*Short exercise*
How many lines of the listing below contain the string "pool"? Reply with the number alone.

*Supplied data*

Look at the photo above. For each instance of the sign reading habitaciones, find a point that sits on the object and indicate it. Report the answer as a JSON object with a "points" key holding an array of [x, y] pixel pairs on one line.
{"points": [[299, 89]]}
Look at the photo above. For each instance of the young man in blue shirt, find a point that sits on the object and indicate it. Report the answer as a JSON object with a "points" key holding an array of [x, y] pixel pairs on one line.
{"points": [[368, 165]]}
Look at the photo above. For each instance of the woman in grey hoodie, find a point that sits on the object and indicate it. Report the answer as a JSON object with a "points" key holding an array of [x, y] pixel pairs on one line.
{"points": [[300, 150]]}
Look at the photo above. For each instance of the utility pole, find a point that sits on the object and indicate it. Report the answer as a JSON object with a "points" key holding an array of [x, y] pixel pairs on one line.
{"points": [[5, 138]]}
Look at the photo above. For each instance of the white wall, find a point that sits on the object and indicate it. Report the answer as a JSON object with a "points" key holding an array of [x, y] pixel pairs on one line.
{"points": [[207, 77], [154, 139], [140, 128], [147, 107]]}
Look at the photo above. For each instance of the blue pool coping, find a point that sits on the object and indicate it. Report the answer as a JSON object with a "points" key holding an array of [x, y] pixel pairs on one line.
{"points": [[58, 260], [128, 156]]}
...
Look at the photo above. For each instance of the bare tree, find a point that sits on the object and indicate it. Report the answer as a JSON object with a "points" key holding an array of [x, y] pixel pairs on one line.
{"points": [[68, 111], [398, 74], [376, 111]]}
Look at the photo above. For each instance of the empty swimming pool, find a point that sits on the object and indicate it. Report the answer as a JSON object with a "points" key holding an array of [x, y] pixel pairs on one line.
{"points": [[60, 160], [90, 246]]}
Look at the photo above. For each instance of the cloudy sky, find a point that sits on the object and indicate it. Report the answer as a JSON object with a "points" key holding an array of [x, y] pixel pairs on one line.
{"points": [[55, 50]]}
---
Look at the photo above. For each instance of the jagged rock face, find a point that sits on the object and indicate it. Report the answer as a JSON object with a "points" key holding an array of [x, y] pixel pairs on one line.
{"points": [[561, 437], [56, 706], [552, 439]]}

*Exercise response*
2